GIVEN REQUEST ::
Write the listing below out again exactly, dropping the images.

GIVEN RECORDS ::
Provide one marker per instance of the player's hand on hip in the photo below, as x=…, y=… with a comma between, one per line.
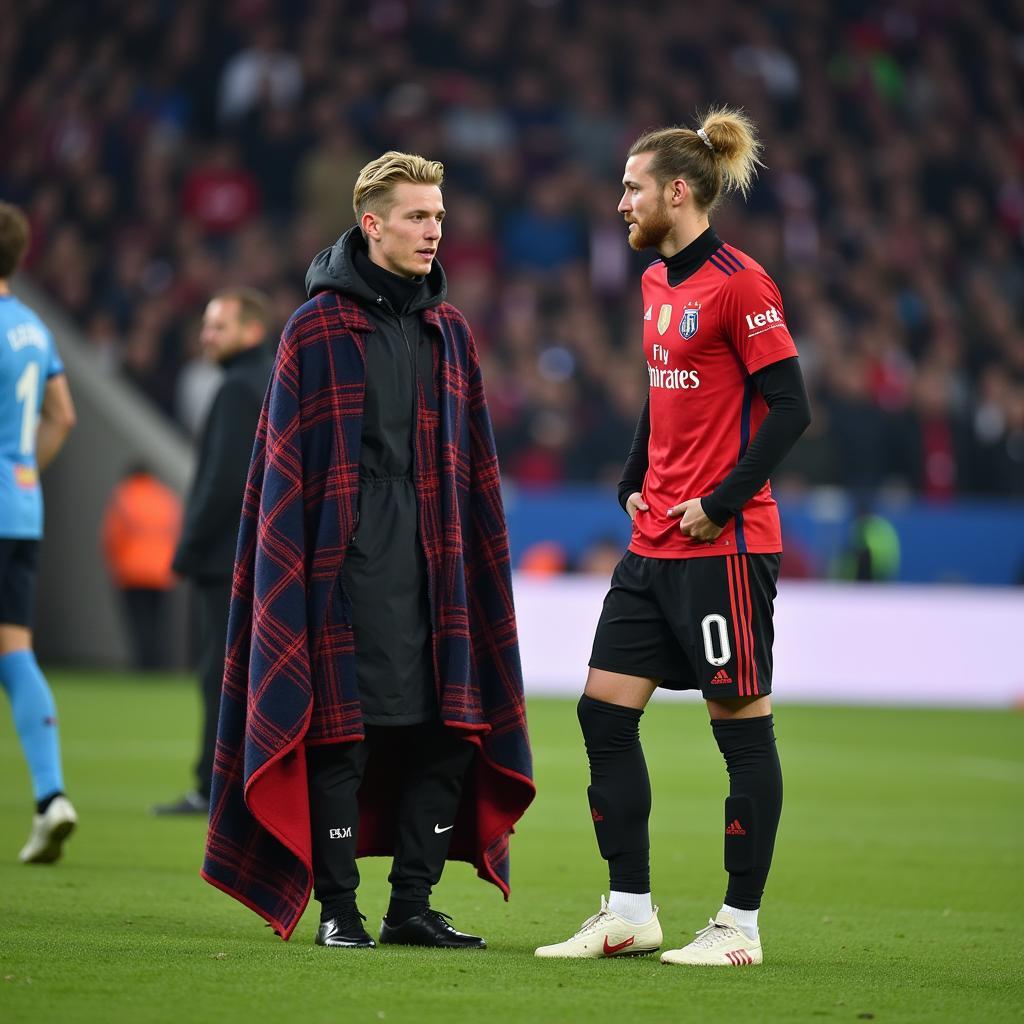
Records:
x=694, y=522
x=634, y=504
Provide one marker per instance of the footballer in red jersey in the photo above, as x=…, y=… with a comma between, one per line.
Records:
x=690, y=603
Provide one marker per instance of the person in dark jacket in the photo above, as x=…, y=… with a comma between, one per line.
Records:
x=235, y=334
x=373, y=696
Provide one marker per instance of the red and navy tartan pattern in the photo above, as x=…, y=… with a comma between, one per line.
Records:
x=290, y=672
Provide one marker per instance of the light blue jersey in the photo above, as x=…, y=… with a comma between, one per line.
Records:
x=28, y=359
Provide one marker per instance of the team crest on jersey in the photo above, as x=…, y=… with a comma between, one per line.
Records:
x=690, y=322
x=664, y=318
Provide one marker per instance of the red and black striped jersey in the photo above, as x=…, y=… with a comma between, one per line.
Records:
x=704, y=338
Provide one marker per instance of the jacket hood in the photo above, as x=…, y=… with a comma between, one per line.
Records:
x=334, y=269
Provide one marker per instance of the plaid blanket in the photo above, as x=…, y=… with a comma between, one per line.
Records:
x=290, y=674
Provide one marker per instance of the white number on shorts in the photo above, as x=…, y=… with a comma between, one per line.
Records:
x=722, y=629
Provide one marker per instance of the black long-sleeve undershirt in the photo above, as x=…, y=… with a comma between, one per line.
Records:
x=781, y=385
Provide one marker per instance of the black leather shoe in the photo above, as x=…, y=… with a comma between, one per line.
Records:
x=344, y=932
x=430, y=928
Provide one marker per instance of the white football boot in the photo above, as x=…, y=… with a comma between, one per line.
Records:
x=48, y=833
x=722, y=943
x=608, y=935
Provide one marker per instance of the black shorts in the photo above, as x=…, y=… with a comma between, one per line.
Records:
x=691, y=624
x=18, y=564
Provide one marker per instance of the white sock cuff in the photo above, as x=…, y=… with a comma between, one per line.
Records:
x=635, y=907
x=747, y=920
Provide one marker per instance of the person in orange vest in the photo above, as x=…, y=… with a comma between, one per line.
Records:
x=140, y=529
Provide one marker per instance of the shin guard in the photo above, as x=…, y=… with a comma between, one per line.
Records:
x=753, y=807
x=619, y=793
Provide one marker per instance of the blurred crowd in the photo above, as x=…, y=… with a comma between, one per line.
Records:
x=166, y=150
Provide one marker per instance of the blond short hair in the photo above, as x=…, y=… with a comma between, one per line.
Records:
x=374, y=189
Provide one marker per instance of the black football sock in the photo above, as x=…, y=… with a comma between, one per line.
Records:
x=41, y=805
x=619, y=792
x=753, y=807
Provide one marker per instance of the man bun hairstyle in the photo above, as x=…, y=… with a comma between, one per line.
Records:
x=723, y=155
x=13, y=238
x=374, y=189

CORRECT OUTPUT ::
Provide one marker per instance of the player's hand on hip in the photo below, as x=…, y=… with a comma between, one per line.
Records:
x=694, y=522
x=634, y=504
Provide one marker per instance of the footballer in red jersey in the photo above, as x=…, y=… with a comma between, one per line.
Records:
x=690, y=603
Provide one marker per instance of the person in dark jacket in the photo above, as x=…, y=… with a comma between, one per line.
Records:
x=235, y=334
x=373, y=696
Provide one marker per instance of the red and navy tartan pattern in the photo above, as x=…, y=… with a comma between, one per line.
Records:
x=290, y=672
Provide one marker per instance of the light blue jersey in the photo above, as x=…, y=… with a comma between, one per line.
Records:
x=28, y=359
Provide one marker per instance of the team crest on jersey in the photo above, as x=…, y=… with a comma between, one per line.
Records:
x=690, y=322
x=664, y=318
Provide one marker per instance of the red and black striped jersey in the photo above, as x=…, y=… with a comma between, one per line.
Records:
x=704, y=338
Provide one marker per instance of the jacket hood in the photo above, as x=…, y=… with a comma between, one per line.
Records:
x=334, y=269
Provide one marker per instance of the plaid blanket in the photo above, as x=…, y=… with a comma between, one per line.
Records:
x=290, y=674
Provide one marker per instance of the white number on shorts in the photo above, as x=…, y=… with a comma between, one per line.
Records:
x=722, y=629
Provide one marker per instance of the black long-sleeve undershirt in the photo above, as x=…, y=… with a comma between, one per line.
Records:
x=781, y=385
Provide one marker per instance of the black leather shoe in the photo above, as x=…, y=… with a comma between, one per line.
Records:
x=344, y=932
x=430, y=928
Provide one marker per instance of the white football boot in the photo above, as x=…, y=… with a comma between, one per line.
Records:
x=48, y=833
x=722, y=943
x=608, y=935
Provide one marker per instance of the black shorts in the photo above, as x=…, y=… with a comma between, one per line.
Records:
x=691, y=624
x=18, y=564
Provide one marker per instance of the white sock cuff in the photo above, as x=…, y=… with a comma between, one per line.
Records:
x=635, y=907
x=747, y=920
Provide one marker per instance of the person in orange vest in the photo above, as x=…, y=… with a comma between, one per line.
Records:
x=140, y=529
Provide one marker per instance of the shin guard in the photo above, as x=…, y=… with a comma between, one per line.
Records:
x=753, y=807
x=619, y=793
Provide one marker per instance of the blurred crowd in the photo above, as x=…, y=… with a comma between, one per line.
Records:
x=166, y=150
Provide one marker per instance of the blond short hair in the photo above, as x=…, y=… with a comma between, one per line.
Records:
x=374, y=189
Provide one marker per instance of the black football sock in the photo above, as x=…, y=… with a comma between, one per line.
Records:
x=41, y=805
x=619, y=792
x=753, y=807
Provide one marker per instance of the man bun hairstyle in the photo above, as x=…, y=… with a comma between, one per line.
Records:
x=723, y=155
x=13, y=238
x=374, y=189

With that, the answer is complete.